• **Tâches**
1 > Répondez à ces questions d'après le texte sur la pêche :
(a) En quelle année et dans quelle ville s'est tenue la première exposition sur les produits de la pêche ?
(b) Quelle part des poissons consommés en Chine en 2012 provenait de l'aquaculture ?
(c) Par combien les capacités de pêche en milieu marin ont-elles été multipliées en 30 ans ?
2 > Reproduisez à l'identique le passage du texte sur la pêche qui s'ouvre sur les mots contenant « Les méthodes de » et se ferme sur « technologies de chasse. ».

• **Section de texte**
==========

C’est en 1883, lors de l’inauguration de la première exposition sur les produits de la pêche tenue à Londres, que la notion de gestion des ressources marines fût abordée et approfondie. Cet événement rassemblant les différents acteurs du commerce international des produits de la mer venait à aborder les bienfaits de l’alternative piscicole.

Le fil des années a connu une évolution sans précédent. Les étales qui autrefois présentaient des poissons de belle taille, montrent aujourd’hui de nouvelles espèces, alors inconnues du consommateur. De 1950 à 2005, la consommation de poissons est passée de 20 à 120 millions de tonnes. Selon Monsieur Philippe Curry, nous consommons 3 fois plus de poissons qu’il y a 50 ans et notre population sur le globe a plus que doublé.

La terre doit faire face à une demande invraisemblable de cette ressource renouvelable qu’est le poisson !

Depuis 1985, la capture de poissons stagne et la production aquacole décolle. Ainsi en Chine en 2012, 50 % des poissons consommés sont issus de l’aquaculture. La pêche et l’aquaculture sont devenues intimement liées. A l’heure actuelle, un tiers des maquereaux, anchois et autres sardines est pêché pour être transformé en produits pour l’aquaculture. Ainsi, dix millions de tonnes d’anchois péchés non loin des côtes du Pérou sont envoyés en Asie pour être transformés en produit pour l’aquaculture.

Les méthodes de pêche aussi ont évolués. Moins aléatoires qu’auparavant, elles sont devenues plus précises et toujours plus rentables. L’incorporation de l’électronique à bord des bateaux et l’usage de filets toujours plus résistants a permis une pêche mieux ciblée, ne laissant que très peu de chance aux poissons de passer au travers les mailles. En milieu marin, les capacités de pêche ont été multipliées par sept en 30 ans, accentuant davantage le déséquilibre entre les ressources naturelles marines et les technologies de chasse.

Le réchauffement du climat a aussi des conséquences sur le milieu marin ; une eau qui se réchauffe provoque le déplacement des populations ; nous retrouvons aujourd’hui des poissons délaissant les eaux intertropicales au profit des eaux situées plus au nord du globe avec comme conséquence l’accroissement des carences alimentaires en Afrique puisque le poisson reste la première source de protéine animale de leur alimentation.

==========

Enregistrements sources:
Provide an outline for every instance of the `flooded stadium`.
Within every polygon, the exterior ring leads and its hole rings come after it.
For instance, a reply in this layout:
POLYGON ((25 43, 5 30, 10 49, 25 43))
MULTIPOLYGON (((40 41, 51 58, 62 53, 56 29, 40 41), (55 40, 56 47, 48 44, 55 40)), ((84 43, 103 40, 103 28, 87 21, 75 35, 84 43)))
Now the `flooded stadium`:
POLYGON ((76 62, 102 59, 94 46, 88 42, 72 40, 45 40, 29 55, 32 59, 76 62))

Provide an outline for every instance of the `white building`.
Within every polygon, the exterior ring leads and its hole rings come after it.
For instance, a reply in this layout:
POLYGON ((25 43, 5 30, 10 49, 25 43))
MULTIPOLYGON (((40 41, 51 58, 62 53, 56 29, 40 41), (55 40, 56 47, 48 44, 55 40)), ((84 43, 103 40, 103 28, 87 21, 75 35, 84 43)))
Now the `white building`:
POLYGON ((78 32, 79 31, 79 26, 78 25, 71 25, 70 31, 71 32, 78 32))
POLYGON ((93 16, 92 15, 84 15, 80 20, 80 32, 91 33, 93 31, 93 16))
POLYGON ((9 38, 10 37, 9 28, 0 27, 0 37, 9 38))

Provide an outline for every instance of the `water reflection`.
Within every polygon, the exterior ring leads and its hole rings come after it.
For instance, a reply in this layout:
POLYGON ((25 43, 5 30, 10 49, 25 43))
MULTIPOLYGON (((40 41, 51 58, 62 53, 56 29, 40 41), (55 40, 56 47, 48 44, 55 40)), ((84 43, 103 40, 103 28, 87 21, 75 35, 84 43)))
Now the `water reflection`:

==========

• **Réponses attendues**
1 >
(a) En 1883, à Londres.
(b) 50 %.
(c) Par sept.

2 >
Les méthodes de pêche aussi ont évolués. Moins aléatoires qu’auparavant, elles sont devenues plus précises et toujours plus rentables. L’incorporation de l’électronique à bord des bateaux et l’usage de filets toujours plus résistants a permis une pêche mieux ciblée, ne laissant que très peu de chance aux poissons de passer au travers les mailles. En milieu marin, les capacités de pêche ont été multipliées par sept en 30 ans, accentuant davantage le déséquilibre entre les ressources naturelles marines et les technologies de chasse.